- [PROBLEMS TO WORK ON]
1. Translate this sentence from the passage on the Ganges and Brahmaputra basins into Spanish: "Negative trends of TWSA are clearly visible in observations of both the Ganges and the Brahmaputra basins (Figs. 9c and 10c)."
2. In the passage on the Ganges and Brahmaputra basins, what share of the mean annual amplitude is the mean deviation of the TWSA in the Brahmaputra basin?
3. Carry on the passage about modeling streamflow and water storage in the Ganges and Brahmaputra basins, starting after its final sentence.

- [SUPPLIED PASSAGE]
··········
In the Brahmaputra basin, the simulation with the compromise solution underestimates streamflow for the monthly time series and annual averages (Fig. 10a). However, except for few high rainfall years, the seasonal amplitude was mostly overestimated (Fig. 10b). In comparison to the model that was calibrated with the standard approach, the compromise solution in this basin performed better, with lower mean absolute deviation in all aspects of streamflow simulation (Table 8).
Negative trends of TWSA are clearly visible in observations of both the Ganges and the Brahmaputra basins (Figs. 9c and 10c). Because we used only few years of TWSA data in calibration (2003–2009) and within this period the trend was not very obvious, all calibrations fail to represent the TWSA decrease in the two basins. Nevertheless, beyond the calibration period, the seasonality and peaks are correctly represented (with high correlation coefficients between observation and simulation in 2010–2019; Table 9) by the simulations with the compromise solutions of the two basins. Also, the mean deviation of the TWSA is 11.7 % and only 7.3 % of mean annual amplitude in the Ganges and the Brahmaputra basin, respectively. The model's inability to produce the negative TWSA trends causes an overestimation of the TWSA in the later years of the simulation time series. The performance of the calibrated model with standard calibration in simulating the TWSA is worse than that of the compromise solution and even worse than the uncalibrated model.
··········
- [DATASET CONTENT]
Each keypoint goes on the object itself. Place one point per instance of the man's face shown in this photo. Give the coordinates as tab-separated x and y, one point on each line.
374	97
··········
- [ANSWERS TO THE TASKS]
1. Las tendencias negativas de la TWSA son claramente visibles en las observaciones de las cuencas del Ganges y del Brahmaputra (Figs. 9c y 10c).

2. 7.3 % of the mean annual amplitude.

3.
a Pearson correlation coefficient. b The unit of RMSE for Q is m3 s−1 and for the rest of the variables millimetres (mm).
ET simulation with the compromise solution in the Ganges basin mostly underestimates the observed values, except for a few winter months. It should be noted that the interannual variability of amplitude is very small in the ET observation in the two basins (13.6 mm in the Ganges and 11 mm in the Brahmaputra). The seasonal amplitude is underestimated by the compromise solution in most years in the Ganges basin, whereas it is slightly overestimated in the Brahmaputra basin in most years. The monthly means in the Ganges are underestimated for all months except March. In the Brahmaputra basin the monthly means match well with the observations with only 3 % of mean absolute deviation; the annual mean in the basin also has a very small deviation from the observations.
For SWSA, the simulation with the compromise solutions is limited in accurately reproducing the mean seasonality of the observed SWSA: the seasonal peak of the simulated SWSA is on average 1 month delayed relative to the observations. The earlier increase in the SWSA by 1 month as compared to the simulations could be explained by the detection of rice paddies or wet soil signal by the satellite method (Papa et al., 2006), which is not captured by the model.
The seasonal amplitude is slightly underestimated by the simulations, especially in the later observational years (2002–2007) (Fig. 9h). In contrast, in the Brahmaputra basin, the compromise solution simulates the SWSA dynamics very well (Fig. 10g and h).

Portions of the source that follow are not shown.